= PAGE EXTRACT =
□ □ □ □ □

- Conference: Southwest Conference
- Record: 2–7–1 (1–5–1 SWC)
- Head coach: Bill Meek (5th season);
- Captains: Bobby Hunt; Max Christian; Mike Rice;
- Home stadium: Cotton Bowl

= 1961 SMU Mustangs football team =

American college football season

The 1961 SMU Mustangs football team was an American football team that represented Southern Methodist University (SMU) as a member of the Southwest Conference (SWC) during the 1961 college football season. In their fifth and final year under head coach Bill Meek, the Mustangs compiled a 2–7–1 record (1–5–1 in conference games), finished last out of eight teams in the SWC, and were outscored by a total of 191 to 92.

The team's statistical leaders were Jerry Rhome (693 passing yards), Billy Gannon (187 rushing yards), and Buddy Nichols (161 receiving yards).

A few hours after the final game of the season, SMU announced that Meek had been fired as the team's head coach. In five seasons under Meek, SMU won only 10 SWC games and compiled an overall record of 17–29–4.

□ □ □ □ □

= DATA IN THIS EXERCISE =
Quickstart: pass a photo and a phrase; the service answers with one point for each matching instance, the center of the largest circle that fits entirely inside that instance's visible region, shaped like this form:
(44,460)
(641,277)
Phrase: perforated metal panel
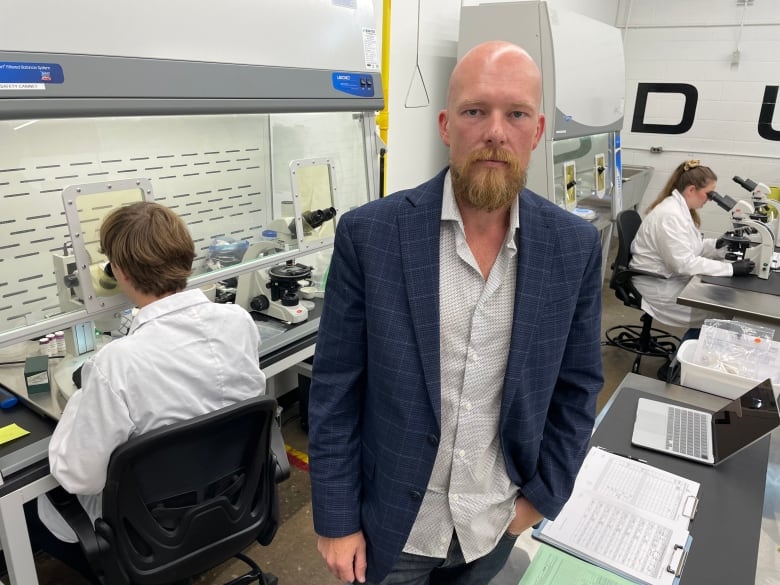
(214,171)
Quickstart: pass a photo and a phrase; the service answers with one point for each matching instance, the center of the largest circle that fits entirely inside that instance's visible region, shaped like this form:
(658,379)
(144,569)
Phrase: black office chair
(644,339)
(182,499)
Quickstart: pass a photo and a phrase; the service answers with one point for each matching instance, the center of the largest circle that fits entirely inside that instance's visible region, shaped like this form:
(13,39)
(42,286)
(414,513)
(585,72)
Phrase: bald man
(458,358)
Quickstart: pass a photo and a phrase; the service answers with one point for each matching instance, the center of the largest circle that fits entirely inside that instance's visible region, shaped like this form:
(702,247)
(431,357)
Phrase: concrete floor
(293,556)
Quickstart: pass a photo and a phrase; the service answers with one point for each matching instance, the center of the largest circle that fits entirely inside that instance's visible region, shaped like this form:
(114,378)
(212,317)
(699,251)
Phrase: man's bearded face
(488,187)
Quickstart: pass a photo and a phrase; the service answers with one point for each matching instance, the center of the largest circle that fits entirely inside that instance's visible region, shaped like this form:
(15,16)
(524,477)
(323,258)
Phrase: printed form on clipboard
(628,517)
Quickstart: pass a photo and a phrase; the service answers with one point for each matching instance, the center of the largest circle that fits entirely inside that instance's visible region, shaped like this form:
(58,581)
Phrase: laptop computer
(705,437)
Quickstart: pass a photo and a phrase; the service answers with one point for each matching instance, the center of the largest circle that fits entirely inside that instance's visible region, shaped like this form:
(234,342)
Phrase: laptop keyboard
(686,432)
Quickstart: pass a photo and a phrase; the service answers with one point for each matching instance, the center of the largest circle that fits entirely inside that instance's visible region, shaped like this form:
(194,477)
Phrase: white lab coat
(669,244)
(184,356)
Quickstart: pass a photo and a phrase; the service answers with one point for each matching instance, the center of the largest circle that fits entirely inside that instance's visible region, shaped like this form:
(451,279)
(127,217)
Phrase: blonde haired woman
(670,244)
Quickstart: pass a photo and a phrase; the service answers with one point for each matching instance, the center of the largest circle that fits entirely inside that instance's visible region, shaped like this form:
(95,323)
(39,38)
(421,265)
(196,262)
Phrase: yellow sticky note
(11,432)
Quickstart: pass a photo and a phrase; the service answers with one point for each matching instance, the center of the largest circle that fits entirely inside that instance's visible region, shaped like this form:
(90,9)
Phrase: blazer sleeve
(335,400)
(571,411)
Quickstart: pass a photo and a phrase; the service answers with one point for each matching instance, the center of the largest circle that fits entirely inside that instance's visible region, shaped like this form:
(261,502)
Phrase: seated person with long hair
(670,244)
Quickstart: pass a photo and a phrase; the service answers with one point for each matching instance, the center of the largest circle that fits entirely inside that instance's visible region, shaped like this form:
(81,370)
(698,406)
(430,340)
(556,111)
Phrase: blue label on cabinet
(359,84)
(19,72)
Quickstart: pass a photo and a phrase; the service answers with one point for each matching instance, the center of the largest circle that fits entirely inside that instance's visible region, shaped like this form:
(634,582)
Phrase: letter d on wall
(644,89)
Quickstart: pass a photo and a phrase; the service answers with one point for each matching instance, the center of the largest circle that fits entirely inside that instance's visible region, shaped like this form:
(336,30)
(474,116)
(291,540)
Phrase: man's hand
(525,517)
(345,556)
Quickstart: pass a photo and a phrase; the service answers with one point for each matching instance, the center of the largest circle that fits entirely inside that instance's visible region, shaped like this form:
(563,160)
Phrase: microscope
(274,291)
(765,208)
(751,238)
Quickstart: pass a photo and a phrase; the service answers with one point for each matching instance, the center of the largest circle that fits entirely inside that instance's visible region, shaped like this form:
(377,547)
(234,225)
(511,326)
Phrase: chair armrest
(280,453)
(74,514)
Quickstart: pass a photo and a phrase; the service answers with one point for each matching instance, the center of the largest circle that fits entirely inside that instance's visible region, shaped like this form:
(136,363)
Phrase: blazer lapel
(534,271)
(418,228)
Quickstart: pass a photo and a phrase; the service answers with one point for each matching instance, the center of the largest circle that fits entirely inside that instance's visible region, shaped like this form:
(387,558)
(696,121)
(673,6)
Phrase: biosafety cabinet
(583,76)
(254,121)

□ □ □ □ □

= TASK INSTRUCTIONS =
1. Using the 1961 SMU Mustangs page, decide whether each statement agrees with it: (a) the Mustangs finished last out of eight teams in the SWC; (b) Billy Gannon led the team in passing yards; (c) Meek was fired before the final game of the season. For each, answer yes or no and quote the words of the page that decide it.
2. Count the lines of the rows that contain the string "laptop", treating uppercase and lowercase as different, and reply with the number alone.

= SOLVED TASKS =
1.
(a) Yes: "finished last out of eight teams in the SWC"
(b) No: "Jerry Rhome (693 passing yards)"
(c) No: "A few hours after the final game of the season, SMU announced that Meek had been fired as the team's head coach"

2. 2